Stored data entries
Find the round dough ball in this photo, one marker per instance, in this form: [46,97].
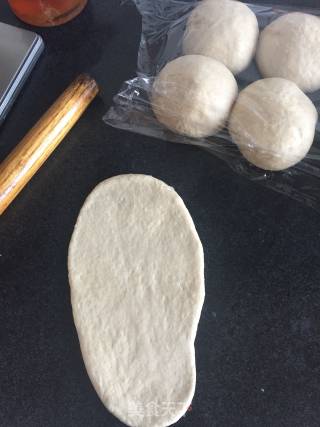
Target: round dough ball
[225,30]
[193,95]
[273,123]
[289,48]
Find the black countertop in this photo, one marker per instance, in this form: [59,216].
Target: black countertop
[258,345]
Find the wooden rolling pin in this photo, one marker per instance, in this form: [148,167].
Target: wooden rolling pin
[34,149]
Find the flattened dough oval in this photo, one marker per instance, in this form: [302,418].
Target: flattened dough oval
[137,288]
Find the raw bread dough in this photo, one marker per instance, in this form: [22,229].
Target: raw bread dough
[137,289]
[273,123]
[225,30]
[289,48]
[193,95]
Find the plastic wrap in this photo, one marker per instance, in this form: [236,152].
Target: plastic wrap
[163,27]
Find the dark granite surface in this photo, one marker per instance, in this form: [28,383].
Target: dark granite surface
[258,345]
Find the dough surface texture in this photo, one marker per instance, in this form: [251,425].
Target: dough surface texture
[273,123]
[136,275]
[225,30]
[193,95]
[289,48]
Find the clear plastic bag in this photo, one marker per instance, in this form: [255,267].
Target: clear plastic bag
[163,26]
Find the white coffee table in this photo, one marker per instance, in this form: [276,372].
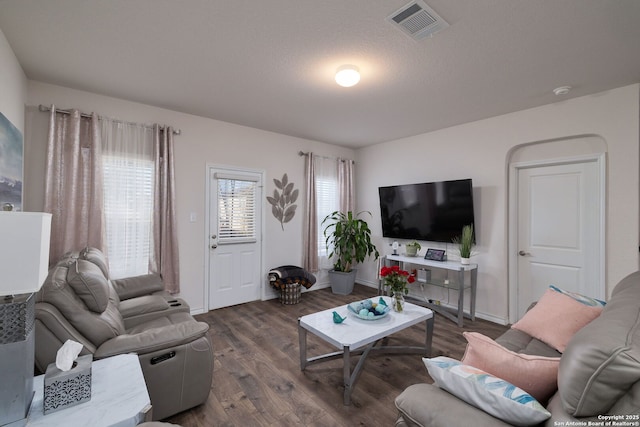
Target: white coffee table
[119,397]
[358,337]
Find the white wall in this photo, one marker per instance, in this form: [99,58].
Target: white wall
[13,85]
[202,141]
[481,151]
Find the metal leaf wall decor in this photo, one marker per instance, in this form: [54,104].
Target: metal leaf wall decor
[283,204]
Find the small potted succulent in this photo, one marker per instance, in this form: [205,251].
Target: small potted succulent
[413,248]
[465,243]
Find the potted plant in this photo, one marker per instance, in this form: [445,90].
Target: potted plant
[465,243]
[413,248]
[349,238]
[398,283]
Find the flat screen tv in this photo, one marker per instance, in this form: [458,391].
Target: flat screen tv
[432,211]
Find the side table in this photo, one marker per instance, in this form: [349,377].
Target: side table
[119,397]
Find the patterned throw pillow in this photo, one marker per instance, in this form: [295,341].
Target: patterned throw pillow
[484,391]
[537,375]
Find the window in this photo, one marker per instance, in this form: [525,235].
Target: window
[236,210]
[327,200]
[128,209]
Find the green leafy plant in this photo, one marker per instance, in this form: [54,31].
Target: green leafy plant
[413,248]
[465,241]
[414,244]
[350,239]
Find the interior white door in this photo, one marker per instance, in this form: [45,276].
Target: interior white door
[235,218]
[559,230]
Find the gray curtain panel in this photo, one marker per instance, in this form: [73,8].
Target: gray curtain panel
[73,186]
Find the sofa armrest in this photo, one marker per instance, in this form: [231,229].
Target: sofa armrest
[52,329]
[428,405]
[153,339]
[131,287]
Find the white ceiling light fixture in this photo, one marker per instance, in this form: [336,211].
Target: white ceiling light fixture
[562,90]
[348,75]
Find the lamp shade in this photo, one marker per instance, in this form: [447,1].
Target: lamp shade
[24,251]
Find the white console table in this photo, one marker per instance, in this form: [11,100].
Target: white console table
[119,397]
[460,284]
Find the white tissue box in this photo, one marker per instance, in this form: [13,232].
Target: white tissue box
[63,389]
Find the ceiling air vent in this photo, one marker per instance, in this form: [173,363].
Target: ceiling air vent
[417,20]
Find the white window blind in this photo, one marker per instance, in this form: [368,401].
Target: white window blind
[327,199]
[128,205]
[236,210]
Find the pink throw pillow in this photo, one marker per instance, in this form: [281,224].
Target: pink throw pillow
[537,375]
[556,318]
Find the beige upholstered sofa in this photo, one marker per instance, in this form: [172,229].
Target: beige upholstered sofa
[134,315]
[598,376]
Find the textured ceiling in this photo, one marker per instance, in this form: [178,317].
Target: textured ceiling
[270,64]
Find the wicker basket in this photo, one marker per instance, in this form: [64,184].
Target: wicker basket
[291,293]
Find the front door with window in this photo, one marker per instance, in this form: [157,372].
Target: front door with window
[559,230]
[235,201]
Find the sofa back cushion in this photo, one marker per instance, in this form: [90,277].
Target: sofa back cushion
[96,257]
[89,284]
[95,327]
[601,364]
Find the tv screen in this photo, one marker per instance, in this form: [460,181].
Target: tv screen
[432,211]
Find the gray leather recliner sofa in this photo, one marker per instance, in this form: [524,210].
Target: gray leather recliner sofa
[134,315]
[598,375]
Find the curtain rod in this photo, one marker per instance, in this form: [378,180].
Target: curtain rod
[302,153]
[44,108]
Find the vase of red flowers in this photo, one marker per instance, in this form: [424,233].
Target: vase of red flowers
[398,283]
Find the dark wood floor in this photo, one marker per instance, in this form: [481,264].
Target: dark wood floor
[257,379]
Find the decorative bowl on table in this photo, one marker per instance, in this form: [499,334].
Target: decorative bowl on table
[368,309]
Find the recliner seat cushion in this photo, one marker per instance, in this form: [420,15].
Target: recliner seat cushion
[90,284]
[96,327]
[601,363]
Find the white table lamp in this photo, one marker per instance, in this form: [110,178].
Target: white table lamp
[24,264]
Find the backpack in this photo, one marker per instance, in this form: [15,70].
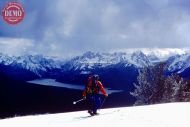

* [What is being asked] Of the entries above, transcribe exactly those lines that fall between the line containing "Find the dark granite" and the line containing "Find the dough", together with those two lines.

* [Exercise solution]
Find the dark granite surface in this photo, one marker per instance, in this form: [28,383].
Target: dark granite surface
[258,345]
Find the dough surface texture in this photo, one marker per instance, in this form: [251,425].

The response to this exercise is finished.